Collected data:
== == ==

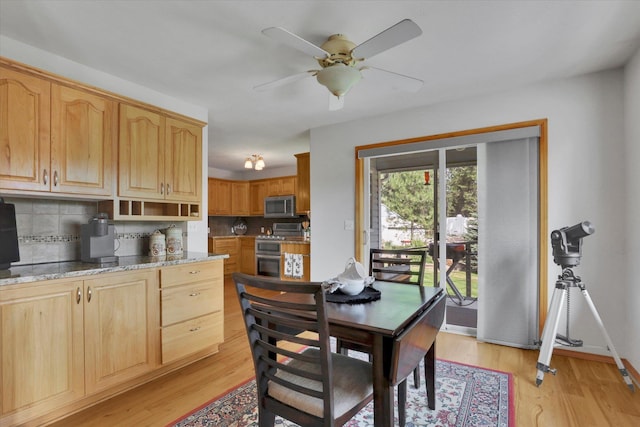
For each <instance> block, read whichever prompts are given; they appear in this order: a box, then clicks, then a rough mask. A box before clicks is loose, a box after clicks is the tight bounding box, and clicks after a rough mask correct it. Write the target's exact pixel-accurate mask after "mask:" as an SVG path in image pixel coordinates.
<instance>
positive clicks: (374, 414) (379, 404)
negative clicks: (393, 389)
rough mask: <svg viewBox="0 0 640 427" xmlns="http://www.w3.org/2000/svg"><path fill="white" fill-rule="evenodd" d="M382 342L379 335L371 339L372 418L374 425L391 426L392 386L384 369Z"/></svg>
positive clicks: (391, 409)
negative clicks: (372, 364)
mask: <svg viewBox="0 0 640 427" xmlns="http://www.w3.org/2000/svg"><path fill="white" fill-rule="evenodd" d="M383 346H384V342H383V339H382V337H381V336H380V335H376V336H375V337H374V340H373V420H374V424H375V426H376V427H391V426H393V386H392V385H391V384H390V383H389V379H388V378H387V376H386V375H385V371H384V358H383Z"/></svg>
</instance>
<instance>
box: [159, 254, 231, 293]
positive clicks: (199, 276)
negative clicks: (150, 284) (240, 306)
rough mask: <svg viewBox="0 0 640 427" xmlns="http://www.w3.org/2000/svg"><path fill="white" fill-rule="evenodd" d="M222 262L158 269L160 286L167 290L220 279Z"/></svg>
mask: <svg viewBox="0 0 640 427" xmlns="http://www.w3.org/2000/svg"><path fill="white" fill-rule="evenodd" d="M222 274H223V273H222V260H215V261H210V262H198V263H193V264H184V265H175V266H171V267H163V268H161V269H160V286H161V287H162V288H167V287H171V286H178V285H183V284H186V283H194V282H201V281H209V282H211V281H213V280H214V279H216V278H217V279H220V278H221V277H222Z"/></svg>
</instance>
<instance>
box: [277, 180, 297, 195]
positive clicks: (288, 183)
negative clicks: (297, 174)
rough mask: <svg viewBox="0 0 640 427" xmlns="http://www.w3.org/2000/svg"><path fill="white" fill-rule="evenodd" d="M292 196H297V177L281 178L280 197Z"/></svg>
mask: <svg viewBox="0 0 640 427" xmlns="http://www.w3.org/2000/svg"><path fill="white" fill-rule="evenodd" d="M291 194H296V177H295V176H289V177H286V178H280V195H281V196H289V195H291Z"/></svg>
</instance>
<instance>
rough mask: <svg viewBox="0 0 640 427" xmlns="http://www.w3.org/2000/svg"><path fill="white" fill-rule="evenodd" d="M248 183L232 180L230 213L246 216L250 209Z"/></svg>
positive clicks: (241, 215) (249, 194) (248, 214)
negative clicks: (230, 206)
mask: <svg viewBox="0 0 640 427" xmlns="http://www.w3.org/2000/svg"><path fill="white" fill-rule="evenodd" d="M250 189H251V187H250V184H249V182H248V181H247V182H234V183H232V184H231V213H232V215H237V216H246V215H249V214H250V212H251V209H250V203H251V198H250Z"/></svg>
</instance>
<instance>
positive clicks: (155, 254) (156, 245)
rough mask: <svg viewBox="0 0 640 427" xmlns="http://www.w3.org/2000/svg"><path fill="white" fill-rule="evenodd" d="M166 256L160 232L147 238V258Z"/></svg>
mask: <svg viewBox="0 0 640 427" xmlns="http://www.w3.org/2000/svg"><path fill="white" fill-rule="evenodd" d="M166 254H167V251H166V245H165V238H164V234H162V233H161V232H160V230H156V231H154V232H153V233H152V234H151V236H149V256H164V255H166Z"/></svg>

== == ==

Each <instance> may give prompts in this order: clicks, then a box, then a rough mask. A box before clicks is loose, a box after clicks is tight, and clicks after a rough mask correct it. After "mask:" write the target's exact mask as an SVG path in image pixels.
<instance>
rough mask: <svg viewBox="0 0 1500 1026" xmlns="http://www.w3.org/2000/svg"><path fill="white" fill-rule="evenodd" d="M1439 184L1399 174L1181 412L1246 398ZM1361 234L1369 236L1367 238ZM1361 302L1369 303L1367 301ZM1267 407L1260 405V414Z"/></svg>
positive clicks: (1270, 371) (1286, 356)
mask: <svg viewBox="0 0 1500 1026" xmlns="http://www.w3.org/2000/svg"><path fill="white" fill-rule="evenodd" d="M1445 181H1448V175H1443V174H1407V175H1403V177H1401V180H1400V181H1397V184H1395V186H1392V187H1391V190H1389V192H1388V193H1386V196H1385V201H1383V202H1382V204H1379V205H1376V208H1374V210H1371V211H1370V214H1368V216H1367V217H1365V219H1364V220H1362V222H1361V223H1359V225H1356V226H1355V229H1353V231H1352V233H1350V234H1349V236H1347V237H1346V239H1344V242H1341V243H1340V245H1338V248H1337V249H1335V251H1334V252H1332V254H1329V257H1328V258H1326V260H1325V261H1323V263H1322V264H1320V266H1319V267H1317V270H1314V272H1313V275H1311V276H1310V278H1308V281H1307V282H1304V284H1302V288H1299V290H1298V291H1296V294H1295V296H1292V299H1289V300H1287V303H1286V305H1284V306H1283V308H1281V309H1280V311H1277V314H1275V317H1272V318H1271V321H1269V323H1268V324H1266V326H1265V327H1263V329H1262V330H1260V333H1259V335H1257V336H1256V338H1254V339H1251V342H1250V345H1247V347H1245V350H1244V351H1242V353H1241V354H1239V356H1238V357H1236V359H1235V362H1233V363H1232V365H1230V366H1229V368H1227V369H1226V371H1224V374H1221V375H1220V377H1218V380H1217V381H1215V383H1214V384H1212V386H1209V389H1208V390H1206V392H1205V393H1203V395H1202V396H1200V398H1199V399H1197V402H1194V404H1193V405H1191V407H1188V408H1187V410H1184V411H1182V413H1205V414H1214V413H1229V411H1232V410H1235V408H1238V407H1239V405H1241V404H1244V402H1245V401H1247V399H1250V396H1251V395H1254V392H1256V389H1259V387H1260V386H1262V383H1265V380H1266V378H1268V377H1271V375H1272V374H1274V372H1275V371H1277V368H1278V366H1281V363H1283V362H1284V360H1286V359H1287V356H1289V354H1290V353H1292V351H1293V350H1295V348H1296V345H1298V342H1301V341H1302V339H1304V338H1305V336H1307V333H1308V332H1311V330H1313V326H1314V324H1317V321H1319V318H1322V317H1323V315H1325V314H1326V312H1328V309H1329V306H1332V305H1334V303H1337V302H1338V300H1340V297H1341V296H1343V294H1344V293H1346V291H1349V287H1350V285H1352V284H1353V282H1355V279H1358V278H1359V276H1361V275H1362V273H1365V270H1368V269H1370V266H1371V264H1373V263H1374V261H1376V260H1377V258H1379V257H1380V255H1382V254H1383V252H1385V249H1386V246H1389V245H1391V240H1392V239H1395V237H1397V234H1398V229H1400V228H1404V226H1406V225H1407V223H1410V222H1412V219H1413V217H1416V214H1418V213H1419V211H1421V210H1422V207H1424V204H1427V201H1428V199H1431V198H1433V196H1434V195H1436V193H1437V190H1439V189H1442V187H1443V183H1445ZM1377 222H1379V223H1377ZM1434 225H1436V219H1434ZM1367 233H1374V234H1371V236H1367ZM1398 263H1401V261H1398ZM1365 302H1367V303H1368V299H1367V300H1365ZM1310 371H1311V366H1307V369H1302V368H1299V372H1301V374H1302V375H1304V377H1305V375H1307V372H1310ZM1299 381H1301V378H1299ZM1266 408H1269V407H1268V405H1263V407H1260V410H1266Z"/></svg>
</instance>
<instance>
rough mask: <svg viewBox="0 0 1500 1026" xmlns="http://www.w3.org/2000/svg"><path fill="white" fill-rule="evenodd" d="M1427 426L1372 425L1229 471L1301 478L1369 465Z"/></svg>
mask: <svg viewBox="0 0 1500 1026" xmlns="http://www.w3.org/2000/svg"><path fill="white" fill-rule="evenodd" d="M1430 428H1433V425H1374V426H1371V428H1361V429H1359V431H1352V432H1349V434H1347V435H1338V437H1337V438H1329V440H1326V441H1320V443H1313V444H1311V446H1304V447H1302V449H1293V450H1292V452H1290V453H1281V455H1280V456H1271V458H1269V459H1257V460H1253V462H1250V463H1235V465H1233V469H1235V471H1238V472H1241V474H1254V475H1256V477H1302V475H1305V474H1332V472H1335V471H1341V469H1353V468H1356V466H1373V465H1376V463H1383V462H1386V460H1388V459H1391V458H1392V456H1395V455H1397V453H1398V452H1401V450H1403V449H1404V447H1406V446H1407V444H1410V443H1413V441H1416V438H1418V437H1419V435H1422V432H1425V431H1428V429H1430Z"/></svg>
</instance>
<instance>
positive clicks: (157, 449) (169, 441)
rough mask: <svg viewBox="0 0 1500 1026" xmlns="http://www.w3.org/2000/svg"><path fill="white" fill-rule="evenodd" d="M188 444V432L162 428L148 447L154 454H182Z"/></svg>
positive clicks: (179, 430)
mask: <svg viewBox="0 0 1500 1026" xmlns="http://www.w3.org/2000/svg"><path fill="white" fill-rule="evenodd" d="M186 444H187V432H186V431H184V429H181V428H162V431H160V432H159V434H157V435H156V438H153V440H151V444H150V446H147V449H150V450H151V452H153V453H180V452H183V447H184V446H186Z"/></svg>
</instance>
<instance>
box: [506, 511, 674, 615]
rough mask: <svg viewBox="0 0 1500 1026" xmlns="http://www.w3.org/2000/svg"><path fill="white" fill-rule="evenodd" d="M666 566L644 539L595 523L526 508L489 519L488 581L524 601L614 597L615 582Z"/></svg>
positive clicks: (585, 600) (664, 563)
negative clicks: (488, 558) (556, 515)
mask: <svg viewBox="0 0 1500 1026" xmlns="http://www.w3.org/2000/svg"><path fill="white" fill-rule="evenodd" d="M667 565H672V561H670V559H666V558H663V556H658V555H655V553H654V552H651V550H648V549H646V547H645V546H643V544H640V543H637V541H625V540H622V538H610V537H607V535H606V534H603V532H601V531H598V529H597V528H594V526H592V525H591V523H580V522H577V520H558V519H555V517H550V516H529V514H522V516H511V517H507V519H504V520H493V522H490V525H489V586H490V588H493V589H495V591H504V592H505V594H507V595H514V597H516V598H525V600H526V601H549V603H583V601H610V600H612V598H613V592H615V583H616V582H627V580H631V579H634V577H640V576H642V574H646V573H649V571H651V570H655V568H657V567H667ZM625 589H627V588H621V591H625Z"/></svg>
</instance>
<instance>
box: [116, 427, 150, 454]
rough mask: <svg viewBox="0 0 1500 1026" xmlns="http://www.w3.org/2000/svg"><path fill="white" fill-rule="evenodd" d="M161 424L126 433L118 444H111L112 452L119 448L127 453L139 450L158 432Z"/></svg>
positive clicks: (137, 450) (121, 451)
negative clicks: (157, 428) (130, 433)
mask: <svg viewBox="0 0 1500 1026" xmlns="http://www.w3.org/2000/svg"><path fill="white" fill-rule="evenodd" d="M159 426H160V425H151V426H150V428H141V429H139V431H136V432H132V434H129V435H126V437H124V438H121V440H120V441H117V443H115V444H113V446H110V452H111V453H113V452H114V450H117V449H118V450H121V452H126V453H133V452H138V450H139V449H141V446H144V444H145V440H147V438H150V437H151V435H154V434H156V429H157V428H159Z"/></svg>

== == ==

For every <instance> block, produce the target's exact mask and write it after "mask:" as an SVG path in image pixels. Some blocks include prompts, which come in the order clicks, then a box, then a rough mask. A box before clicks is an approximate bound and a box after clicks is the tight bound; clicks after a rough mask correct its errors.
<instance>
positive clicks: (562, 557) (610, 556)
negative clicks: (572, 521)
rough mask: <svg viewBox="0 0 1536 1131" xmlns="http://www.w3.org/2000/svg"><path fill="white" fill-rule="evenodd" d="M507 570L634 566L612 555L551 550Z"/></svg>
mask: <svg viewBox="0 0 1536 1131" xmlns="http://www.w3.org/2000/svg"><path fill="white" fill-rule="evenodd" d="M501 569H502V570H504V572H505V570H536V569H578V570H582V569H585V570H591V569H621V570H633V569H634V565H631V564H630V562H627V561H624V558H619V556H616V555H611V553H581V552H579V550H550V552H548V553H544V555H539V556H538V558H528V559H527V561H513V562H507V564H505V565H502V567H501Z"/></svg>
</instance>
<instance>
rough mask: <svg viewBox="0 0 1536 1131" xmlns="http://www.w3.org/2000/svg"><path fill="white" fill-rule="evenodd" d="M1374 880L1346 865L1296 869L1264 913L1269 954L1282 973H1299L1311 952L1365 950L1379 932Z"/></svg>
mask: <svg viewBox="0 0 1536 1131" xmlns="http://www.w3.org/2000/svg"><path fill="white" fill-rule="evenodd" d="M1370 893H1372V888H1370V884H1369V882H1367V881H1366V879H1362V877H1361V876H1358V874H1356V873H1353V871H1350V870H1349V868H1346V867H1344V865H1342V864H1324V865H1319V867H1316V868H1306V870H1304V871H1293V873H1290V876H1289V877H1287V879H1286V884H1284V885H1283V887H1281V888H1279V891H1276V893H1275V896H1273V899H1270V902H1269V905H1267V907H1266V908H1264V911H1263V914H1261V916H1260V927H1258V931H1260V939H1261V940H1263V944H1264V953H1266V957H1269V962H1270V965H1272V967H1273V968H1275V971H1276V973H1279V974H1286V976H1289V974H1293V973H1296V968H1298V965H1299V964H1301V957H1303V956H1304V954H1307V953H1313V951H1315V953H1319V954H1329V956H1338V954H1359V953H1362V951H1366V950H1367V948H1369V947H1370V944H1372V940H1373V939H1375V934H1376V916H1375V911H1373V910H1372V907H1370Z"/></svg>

== == ==

● **Exercise aim**
Pull out every line of the records above that contains the string "negative".

● **Written solution**
negative clicks: (393, 389)
negative clicks: (372, 364)
negative clicks: (150, 284) (240, 306)
negative clicks: (297, 174)
negative clicks: (230, 206)
negative clicks: (488, 558) (556, 515)
negative clicks: (157, 428) (130, 433)
negative clicks: (572, 521)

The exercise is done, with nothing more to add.